▸ **Directive**
Print each of the rows below verbatim, leaving every character unchanged.

····················

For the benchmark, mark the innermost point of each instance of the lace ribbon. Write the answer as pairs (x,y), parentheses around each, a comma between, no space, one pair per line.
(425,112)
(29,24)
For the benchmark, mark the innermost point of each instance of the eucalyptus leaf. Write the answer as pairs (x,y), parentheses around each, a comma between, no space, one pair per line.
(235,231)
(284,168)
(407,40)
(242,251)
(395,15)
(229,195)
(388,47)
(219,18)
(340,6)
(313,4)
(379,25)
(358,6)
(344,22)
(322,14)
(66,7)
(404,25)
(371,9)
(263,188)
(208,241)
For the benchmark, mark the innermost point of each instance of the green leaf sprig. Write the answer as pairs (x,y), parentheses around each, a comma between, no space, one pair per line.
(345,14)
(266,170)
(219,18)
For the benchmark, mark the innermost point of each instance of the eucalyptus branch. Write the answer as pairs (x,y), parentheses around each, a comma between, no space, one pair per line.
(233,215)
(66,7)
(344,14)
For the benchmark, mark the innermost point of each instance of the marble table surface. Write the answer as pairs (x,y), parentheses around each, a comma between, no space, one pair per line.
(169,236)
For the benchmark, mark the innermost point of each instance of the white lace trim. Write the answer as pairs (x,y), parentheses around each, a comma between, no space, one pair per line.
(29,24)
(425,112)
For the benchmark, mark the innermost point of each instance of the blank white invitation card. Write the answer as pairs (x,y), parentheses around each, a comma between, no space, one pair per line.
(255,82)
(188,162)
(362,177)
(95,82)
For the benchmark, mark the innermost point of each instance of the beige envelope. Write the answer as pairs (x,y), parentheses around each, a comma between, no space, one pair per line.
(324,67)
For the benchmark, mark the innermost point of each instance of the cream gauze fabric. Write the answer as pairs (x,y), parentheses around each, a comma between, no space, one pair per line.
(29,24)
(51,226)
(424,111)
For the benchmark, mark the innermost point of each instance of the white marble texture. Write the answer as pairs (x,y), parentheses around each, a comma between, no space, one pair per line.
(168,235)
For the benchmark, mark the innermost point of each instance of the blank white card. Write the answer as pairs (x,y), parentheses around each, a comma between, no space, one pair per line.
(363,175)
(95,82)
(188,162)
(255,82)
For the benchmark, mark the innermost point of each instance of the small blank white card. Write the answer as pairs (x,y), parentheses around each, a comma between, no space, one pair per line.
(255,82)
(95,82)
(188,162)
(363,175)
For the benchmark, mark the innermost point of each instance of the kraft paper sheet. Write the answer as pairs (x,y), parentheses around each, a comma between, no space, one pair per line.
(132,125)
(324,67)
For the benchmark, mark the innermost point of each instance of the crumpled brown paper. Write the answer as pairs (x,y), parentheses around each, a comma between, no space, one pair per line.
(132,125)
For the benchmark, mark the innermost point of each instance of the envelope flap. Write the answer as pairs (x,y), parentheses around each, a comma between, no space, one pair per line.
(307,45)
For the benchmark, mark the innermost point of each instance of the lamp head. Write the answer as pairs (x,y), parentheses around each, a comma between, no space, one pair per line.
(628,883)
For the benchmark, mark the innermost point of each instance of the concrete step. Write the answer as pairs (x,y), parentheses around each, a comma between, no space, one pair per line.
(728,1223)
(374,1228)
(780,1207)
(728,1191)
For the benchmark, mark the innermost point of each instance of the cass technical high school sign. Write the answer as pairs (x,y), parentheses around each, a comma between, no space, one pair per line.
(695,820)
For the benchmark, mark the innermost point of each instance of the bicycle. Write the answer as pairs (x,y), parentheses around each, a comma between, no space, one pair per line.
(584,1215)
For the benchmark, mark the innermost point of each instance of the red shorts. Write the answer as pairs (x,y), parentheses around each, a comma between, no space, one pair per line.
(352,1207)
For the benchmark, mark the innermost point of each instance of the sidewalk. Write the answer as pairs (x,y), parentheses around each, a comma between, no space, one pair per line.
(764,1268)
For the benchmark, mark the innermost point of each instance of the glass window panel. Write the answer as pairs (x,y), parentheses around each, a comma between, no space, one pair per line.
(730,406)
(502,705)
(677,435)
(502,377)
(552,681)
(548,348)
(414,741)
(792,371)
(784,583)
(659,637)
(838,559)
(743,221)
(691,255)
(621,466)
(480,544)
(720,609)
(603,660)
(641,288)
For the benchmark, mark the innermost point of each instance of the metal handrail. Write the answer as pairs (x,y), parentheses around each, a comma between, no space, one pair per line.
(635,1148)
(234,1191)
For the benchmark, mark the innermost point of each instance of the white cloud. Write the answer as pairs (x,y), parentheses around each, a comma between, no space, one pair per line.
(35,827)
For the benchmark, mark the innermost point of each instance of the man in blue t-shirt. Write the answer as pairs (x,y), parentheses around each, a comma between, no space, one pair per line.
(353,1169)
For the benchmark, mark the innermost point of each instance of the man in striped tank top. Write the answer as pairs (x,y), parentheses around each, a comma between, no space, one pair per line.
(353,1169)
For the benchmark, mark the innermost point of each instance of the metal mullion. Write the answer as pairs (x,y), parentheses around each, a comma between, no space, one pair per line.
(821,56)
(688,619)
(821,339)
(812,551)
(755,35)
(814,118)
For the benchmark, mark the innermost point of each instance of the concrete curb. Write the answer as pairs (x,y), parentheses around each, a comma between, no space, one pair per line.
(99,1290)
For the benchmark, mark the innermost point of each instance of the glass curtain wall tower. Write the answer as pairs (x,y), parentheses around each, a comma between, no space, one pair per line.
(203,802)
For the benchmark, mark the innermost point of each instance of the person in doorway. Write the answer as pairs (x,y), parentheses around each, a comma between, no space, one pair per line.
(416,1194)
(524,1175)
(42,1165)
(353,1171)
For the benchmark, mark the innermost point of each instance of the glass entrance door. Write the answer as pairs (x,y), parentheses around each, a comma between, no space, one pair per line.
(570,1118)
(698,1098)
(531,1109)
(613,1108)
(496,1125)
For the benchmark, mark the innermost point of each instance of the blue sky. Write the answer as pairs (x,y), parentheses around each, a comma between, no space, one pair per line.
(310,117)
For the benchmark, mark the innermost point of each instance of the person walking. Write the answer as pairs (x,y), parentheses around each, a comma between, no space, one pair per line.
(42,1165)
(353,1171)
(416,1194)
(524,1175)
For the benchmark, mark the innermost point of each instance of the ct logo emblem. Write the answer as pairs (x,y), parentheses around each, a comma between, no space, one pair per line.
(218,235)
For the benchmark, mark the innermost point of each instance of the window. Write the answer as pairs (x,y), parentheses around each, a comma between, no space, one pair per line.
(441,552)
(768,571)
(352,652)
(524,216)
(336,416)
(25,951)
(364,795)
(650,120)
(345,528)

····················

▸ **Finished exercise**
For the benchmark, mark the innermost point of each instance of the lace ribbon. Write the answer as pairs (x,y), parentheses around each, a comma between, no space, one pair per line.
(425,112)
(29,24)
For the benchmark, mark the innermost point of each instance of the eucalyptus leaf. Write the answer as pairs (x,y), parentheses around each, a comma between, no space, one pair per line.
(235,231)
(284,168)
(407,40)
(242,251)
(395,15)
(229,195)
(388,47)
(219,18)
(340,6)
(313,4)
(379,25)
(358,6)
(344,22)
(322,14)
(66,7)
(404,25)
(371,9)
(263,188)
(208,241)
For the benchmark, mark the innermost point of each instance of the green leaf sprig. Write the answer as pairs (x,y), parentheses around each, a comma between, no space, one pair per line.
(345,14)
(266,170)
(219,18)
For the benchmark, mark the innermost point of each instance of the eucalyptus branch. Write the answer as pairs (x,y), parentheses around each, a comma between, no space, one pair per line.
(233,215)
(66,7)
(344,14)
For the benchmark, mark the innermost point of each instance of the marble table surface. Write the answer as pairs (x,y), parentheses around each, a comma between, no space, one pair per line.
(169,236)
For the benchmark, mark the innermost point of each instance of the white lace trim. Write the answer as pairs (x,y), parentheses around each, a comma between, no space, one pair per line.
(29,24)
(425,112)
For the benchmark, mark the innermost point of each instance of the blank white invitation card. Write the answer as pairs (x,y), parentheses around each, a comma between, no space, one pair per line.
(255,82)
(188,162)
(362,177)
(95,82)
For the benchmark, mark the innermost point of each instance of the beige envelope. Write the answer as pairs (x,y), parentheses around each, a comma between, no space, one pair per line.
(324,67)
For the benchmark, mark the innermost point of each instance of the cream gauze fabric. Write the answer as pairs (x,y), parentheses around each, a comma between, no space, one pair per line.
(29,24)
(51,226)
(424,111)
For the benchmark, mark the innermost point of each instance of the white marble texture. Write the answer as pairs (x,y), parentheses around each, a comma between, no space, one pair per line.
(168,235)
For the benchmark, mark the innermost point of each instance of the blank white card. Write the answer as pairs (x,y), parentheses around each, a comma between, no space, one pair per line.
(363,175)
(95,82)
(188,162)
(255,82)
For the benchmark, mark the innermost point of each instance of the small blank white card. Write the answer as pairs (x,y), parentheses around each, a comma between, no space, one pair per line.
(255,82)
(95,82)
(188,162)
(363,175)
For the benchmark, mark the innermost point of each instance of the kraft paper sheet. Write the answer as pairs (x,y), parentheses around each, a comma between, no space, one pair per line.
(132,125)
(324,67)
For the benchmark, mark the innermost point of each instance of the crumpled brown paper. Write the answer as pairs (x,y), parentheses around each, a comma between, no space, one pair per line.
(132,125)
For the benchmark, mark the innermost point of each instance of the envelope flap. Write the answer as pairs (x,y), parentheses around each, a comma between, no space, one pair per line.
(307,45)
For the benchmark, mark the innermost point of each instance of the lamp head. Write the answer as pairs (x,y), parentheses around each, a comma between, no space, one pair per line.
(628,883)
For the benchmark, mark the innermost point of each instance of the concrete step. Write the answer as pairs (x,y), parentheses around each, a comma between, no space, one pair per line.
(728,1223)
(374,1228)
(780,1207)
(728,1191)
For the benchmark, mark the innermost point of each instance of the cass technical high school sign. Write the answer as pairs (x,y), parentheses around each, a comma between, no space, one pair per line.
(695,820)
For the benchmark, mark the innermost point of each instance of the bicycle. Write the answer as pairs (x,y), parentheses around each, a comma between, no space, one pair per line.
(584,1215)
For the benchmark, mark the innermost point of each instance of the red shorts. Write the answer as pairs (x,y), parentheses around each, a comma between, no space, one pair per line.
(352,1207)
For the benchmark, mark the innermost point of each instance of the sidewalk. Write the answer as pairs (x,y), parentheses around each, a comma between, no space, one pair per line.
(764,1268)
For the benchmark, mark the innermost point of each instance of the glass window panel. Write the answer as pairs (x,y), parentheses around each, a comma between, no space, one pair per line.
(730,406)
(502,705)
(677,435)
(502,377)
(552,681)
(548,348)
(414,741)
(792,371)
(784,583)
(659,637)
(838,559)
(743,221)
(691,255)
(621,466)
(480,544)
(720,609)
(603,660)
(641,288)
For the benchmark, mark the innermost point of each instance of the metal handrail. Write the answer as pairs (x,y), parentheses around each, a comma between, no space, one pair per line.
(635,1148)
(234,1191)
For the benchmark, mark the innermost point of each instance of the white cloud. Write the answer as pairs (x,y), parentheses around each, a comma between, no space, one pair per line.
(35,827)
For the benchmark, mark the innermost point of each instance of the man in blue t-shirt. Write the answer as pairs (x,y), parentheses around each, a comma between, no space, one pair per line.
(353,1169)
For the benchmark, mark the innermost point of each instance of the man in striped tank top. Write the answer as pairs (x,y), parentheses around each, a comma between, no space, one pair per line.
(353,1169)
For the benchmark, mark the innermost point of each instance of the metal mullion. Write the answer as pairs (x,y), parentheses around each, a comma between, no space, one pair per line.
(821,56)
(688,619)
(821,339)
(812,551)
(755,35)
(814,118)
For the benchmark, mark the innermost point of each instance of the concrete curb. Write the answer as pairs (x,y), parentheses around each, a comma between, no space, one pair per line.
(99,1290)
For the benchmark, mark the innermost point of each instance of the glass curtain wall tower. Write the answer as pairs (x,y), parentheses around each, a comma between, no space, one pair per line.
(203,802)
For the benchmark, mark the innermost point of each instance of the person in doorway. Write the answer as pairs (x,y), parentheses around each, a comma between, no space, one pair per line.
(416,1194)
(524,1175)
(42,1165)
(353,1171)
For the benchmark, mark the innermost point of each instance of the glass entrance door. Write the answer as pairs (x,y), parentheses around each, a comma between, no space, one pair per line.
(570,1118)
(698,1098)
(531,1109)
(613,1108)
(496,1125)
For the benchmark, mark the innermost point of each instance of the blue sky. Write the answer as pairs (x,y), parentheses around each, a comma between, no space, one pair per line.
(310,117)
For the benchmark, mark the innermost point of each instance of the person walking. Write the answer as pairs (x,y), parentheses around each, a comma between, no space, one pair per line.
(42,1165)
(353,1171)
(416,1194)
(524,1175)
For the benchmark, mark the innermost point of each instance of the ct logo emblem. Write the answer as pairs (x,y), parentheses around each, a comma between, no space, one pair per line.
(218,235)
For the benchmark, mark the innermost point of each instance of the window. Write the answer as pairs (x,y), parentheses around each, a comma between, no space, one pair per line.
(441,552)
(768,571)
(352,652)
(524,216)
(336,416)
(25,951)
(364,795)
(650,120)
(345,528)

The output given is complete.